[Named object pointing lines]
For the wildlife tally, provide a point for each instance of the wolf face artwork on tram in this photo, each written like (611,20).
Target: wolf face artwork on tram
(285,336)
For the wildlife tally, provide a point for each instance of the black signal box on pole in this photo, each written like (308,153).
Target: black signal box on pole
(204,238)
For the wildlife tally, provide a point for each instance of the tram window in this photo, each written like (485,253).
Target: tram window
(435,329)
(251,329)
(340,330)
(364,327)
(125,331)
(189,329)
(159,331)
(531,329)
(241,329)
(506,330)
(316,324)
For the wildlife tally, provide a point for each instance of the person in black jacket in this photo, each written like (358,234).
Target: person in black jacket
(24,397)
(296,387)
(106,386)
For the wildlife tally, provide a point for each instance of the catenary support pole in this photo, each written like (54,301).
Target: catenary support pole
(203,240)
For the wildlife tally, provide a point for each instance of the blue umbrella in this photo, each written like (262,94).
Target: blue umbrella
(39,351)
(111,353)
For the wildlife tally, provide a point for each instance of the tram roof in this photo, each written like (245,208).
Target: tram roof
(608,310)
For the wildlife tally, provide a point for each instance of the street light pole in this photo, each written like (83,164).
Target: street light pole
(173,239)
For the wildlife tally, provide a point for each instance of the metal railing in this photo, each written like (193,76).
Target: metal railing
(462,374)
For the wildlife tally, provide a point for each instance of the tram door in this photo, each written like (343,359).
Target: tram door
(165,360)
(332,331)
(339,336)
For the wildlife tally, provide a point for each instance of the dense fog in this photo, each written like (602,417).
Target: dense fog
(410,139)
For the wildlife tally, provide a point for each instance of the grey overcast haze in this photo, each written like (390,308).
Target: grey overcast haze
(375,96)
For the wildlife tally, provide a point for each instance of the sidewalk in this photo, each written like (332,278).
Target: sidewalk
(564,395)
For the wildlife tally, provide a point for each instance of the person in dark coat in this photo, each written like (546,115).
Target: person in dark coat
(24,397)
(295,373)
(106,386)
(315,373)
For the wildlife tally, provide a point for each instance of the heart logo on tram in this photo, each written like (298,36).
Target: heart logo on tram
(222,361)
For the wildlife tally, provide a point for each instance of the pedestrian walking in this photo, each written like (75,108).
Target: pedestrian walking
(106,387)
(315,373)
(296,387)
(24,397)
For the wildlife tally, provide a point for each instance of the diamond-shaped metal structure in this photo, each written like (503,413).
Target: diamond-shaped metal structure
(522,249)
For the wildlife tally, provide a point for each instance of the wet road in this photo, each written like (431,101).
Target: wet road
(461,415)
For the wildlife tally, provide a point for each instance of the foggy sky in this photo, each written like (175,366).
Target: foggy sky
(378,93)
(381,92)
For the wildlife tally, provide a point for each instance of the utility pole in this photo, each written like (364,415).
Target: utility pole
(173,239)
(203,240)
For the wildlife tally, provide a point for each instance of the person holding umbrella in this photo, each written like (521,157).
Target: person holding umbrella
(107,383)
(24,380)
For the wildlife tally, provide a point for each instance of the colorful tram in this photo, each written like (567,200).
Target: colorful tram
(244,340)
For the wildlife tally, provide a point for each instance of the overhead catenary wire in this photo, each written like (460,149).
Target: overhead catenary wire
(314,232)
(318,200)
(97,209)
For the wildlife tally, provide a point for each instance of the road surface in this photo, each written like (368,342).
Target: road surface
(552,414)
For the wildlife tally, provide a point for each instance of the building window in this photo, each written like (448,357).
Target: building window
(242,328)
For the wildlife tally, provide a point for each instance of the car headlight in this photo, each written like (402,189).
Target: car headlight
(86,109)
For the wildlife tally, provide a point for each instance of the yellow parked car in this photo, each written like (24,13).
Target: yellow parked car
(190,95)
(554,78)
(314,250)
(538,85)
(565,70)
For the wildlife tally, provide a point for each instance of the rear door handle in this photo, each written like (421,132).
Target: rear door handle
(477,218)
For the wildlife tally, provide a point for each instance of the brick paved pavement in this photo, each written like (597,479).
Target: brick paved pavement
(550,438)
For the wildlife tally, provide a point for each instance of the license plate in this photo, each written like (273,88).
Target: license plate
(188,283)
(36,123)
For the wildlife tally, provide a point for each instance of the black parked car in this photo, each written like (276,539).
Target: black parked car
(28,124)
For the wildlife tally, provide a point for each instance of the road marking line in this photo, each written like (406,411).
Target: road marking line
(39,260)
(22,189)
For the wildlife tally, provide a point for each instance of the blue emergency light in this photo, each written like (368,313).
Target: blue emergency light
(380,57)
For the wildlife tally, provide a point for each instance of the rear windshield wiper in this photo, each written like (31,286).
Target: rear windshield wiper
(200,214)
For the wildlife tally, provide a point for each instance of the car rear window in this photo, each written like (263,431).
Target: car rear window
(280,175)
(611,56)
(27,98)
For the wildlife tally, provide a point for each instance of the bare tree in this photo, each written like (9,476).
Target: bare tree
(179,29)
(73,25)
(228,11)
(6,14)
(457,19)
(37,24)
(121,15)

Task statement: Rescale the lines that start with the one containing "written like (276,539)." and run through the final line, writing each one out again with its request and multiplying every point coordinate in the answers by 0.9, rounded to whole numbers with halves going up. Keep the numbers in the requests and their format samples unchanged.

Solution to the problem:
For the wildlife tally, provide a point for each instance of the black parked car in this photo, each written like (276,539).
Target: black parked car
(25,112)
For the wildlife tally, provide a point for each instance of the road marking line in this photo, each written like (406,411).
Target: road marking line
(35,234)
(20,170)
For the wildlife tally, provide a point for each instance of the blue emergency light in this photo, each written like (368,313).
Target: blue emergency light
(342,51)
For the wildlife tally, provide a point for each instance of the rear windshield wiper in this photo, each written like (31,286).
Target: rear windshield wiper
(180,193)
For the wildlife tally, provide a point for each instance of the car rear window in this photo, each written like (263,431).
Target: car rear window
(252,158)
(550,50)
(24,88)
For the wildlife tally, provide a point for each instance of the bare tree in this photo, each written like (9,476).
Target: bare tree
(161,26)
(66,23)
(205,10)
(5,13)
(411,17)
(33,22)
(109,14)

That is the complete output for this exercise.